### RECORDS SHOWN
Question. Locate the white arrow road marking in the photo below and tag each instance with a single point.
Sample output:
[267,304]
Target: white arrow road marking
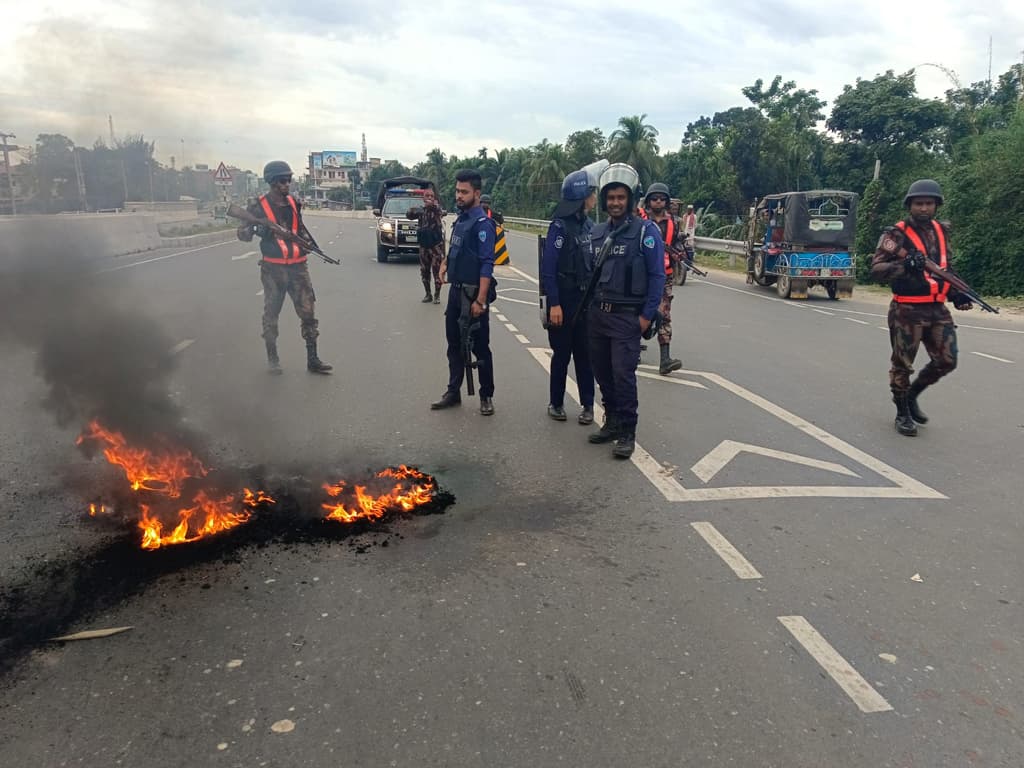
[726,451]
[739,564]
[866,698]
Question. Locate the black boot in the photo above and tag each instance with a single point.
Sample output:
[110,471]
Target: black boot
[608,431]
[668,364]
[624,445]
[904,422]
[272,361]
[911,400]
[313,364]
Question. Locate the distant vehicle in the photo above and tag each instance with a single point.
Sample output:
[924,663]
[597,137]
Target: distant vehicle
[396,233]
[797,241]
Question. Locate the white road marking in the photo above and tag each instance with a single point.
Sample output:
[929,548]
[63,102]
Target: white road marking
[867,699]
[524,275]
[904,486]
[739,564]
[670,379]
[161,258]
[992,357]
[726,451]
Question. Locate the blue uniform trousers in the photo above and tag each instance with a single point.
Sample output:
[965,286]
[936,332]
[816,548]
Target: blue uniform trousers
[614,350]
[570,342]
[481,346]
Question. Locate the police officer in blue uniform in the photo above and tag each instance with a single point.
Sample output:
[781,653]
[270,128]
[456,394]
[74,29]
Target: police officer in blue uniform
[469,267]
[626,300]
[565,269]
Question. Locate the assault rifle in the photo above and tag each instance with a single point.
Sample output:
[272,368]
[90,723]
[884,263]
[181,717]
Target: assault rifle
[468,326]
[304,241]
[683,259]
[599,257]
[958,285]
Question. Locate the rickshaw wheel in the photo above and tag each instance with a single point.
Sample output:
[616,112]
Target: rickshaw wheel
[783,286]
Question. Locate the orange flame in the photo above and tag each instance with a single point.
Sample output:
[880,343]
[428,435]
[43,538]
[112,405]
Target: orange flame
[413,488]
[217,515]
[145,470]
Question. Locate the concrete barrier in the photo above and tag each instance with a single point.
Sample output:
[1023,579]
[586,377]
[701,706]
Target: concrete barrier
[86,236]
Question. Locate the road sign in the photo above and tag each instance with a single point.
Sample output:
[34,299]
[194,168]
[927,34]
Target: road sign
[222,175]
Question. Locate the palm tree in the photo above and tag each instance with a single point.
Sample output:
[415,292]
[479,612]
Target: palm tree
[635,142]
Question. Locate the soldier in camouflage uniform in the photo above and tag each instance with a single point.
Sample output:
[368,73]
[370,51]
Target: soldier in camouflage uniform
[284,270]
[431,240]
[918,312]
[656,202]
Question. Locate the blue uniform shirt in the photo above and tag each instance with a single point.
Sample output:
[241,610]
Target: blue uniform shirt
[652,248]
[472,238]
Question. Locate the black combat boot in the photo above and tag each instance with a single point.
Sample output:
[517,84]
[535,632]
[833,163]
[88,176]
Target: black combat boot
[624,445]
[313,364]
[911,400]
[608,431]
[272,361]
[904,422]
[668,364]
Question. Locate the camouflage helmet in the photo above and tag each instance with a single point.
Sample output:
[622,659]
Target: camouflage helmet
[275,168]
[924,187]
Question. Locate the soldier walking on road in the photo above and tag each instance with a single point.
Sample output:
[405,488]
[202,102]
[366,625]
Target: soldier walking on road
[284,270]
[674,237]
[918,312]
[469,267]
[629,290]
[431,240]
[565,267]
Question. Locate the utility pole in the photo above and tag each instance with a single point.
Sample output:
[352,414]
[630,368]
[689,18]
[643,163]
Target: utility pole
[6,164]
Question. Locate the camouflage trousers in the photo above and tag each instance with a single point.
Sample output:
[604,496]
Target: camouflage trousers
[909,325]
[430,261]
[288,280]
[665,330]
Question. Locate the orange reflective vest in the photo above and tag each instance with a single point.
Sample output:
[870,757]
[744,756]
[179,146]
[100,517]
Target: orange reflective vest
[935,294]
[290,252]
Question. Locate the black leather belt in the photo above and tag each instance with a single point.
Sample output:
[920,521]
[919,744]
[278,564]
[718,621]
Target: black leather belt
[605,306]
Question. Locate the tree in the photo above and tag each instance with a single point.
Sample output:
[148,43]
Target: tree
[635,142]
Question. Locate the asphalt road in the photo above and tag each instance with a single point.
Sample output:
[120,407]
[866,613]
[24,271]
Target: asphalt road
[777,578]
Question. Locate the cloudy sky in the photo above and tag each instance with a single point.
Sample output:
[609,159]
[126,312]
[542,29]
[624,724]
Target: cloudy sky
[244,81]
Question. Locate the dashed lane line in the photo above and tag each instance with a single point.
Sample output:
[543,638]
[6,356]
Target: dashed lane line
[992,357]
[739,564]
[867,699]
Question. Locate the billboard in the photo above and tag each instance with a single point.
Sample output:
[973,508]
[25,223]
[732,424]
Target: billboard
[336,159]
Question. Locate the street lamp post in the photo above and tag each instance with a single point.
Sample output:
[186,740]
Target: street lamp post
[6,164]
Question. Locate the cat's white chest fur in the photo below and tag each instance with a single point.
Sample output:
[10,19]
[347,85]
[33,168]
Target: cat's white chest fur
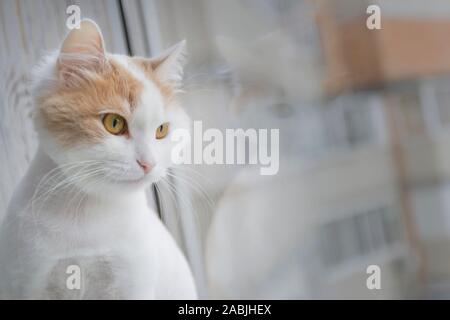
[119,246]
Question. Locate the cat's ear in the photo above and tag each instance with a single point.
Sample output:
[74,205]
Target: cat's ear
[167,66]
[82,50]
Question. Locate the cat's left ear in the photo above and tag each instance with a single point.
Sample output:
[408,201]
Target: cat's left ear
[167,66]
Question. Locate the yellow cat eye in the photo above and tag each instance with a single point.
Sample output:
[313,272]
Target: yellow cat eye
[114,123]
[162,131]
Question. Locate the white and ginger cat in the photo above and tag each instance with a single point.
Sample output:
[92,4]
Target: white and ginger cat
[104,123]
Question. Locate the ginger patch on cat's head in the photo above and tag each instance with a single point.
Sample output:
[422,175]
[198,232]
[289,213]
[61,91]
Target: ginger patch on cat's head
[90,83]
[73,114]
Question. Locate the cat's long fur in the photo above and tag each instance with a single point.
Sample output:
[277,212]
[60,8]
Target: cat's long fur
[82,202]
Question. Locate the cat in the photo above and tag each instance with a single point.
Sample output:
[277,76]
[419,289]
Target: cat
[78,225]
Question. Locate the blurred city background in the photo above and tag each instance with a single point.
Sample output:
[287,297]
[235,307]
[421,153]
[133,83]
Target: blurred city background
[364,119]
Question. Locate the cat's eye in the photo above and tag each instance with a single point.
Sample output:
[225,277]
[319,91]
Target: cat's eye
[162,131]
[114,123]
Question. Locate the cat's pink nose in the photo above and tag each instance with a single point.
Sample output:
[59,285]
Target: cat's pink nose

### HOW TO COMPLETE THIS TASK
Provide an exact transcript of the lines from the one that holds "Target: cat's eye" through the final line of the data above.

### ANSWER FOR THIS EXERCISE
Target: cat's eye
[162,131]
[114,123]
Question. Locate the cat's pink nose in the photo above and tag each instance with a single point.
Sample output:
[59,285]
Target: cat's pink nose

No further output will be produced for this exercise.